REQUIRED WORK -> Reproduce every entry below line for line without any changes, but leave out the pictures.

(Shape annotation entries)
** Start **

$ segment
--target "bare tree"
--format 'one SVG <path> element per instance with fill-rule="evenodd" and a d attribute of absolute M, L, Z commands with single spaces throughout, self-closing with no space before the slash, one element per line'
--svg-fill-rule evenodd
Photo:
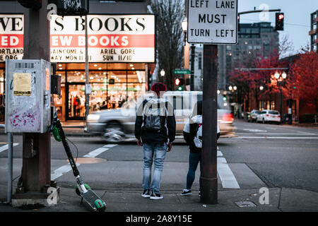
<path fill-rule="evenodd" d="M 161 81 L 169 90 L 175 90 L 173 71 L 182 64 L 184 3 L 184 0 L 152 0 L 151 4 L 156 16 L 157 60 L 160 70 L 165 71 Z"/>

** End **

TASK OUTPUT ->
$ segment
--target "bare tree"
--format 'one SVG <path> element per instance with fill-rule="evenodd" and a d attribute of absolute M, L, Z commands with single spaces throughout, self-closing with no space before the slash, one element per line'
--svg-fill-rule evenodd
Photo:
<path fill-rule="evenodd" d="M 161 81 L 169 90 L 175 90 L 173 71 L 182 64 L 184 3 L 184 0 L 152 0 L 151 4 L 156 16 L 157 60 L 160 70 L 165 71 Z"/>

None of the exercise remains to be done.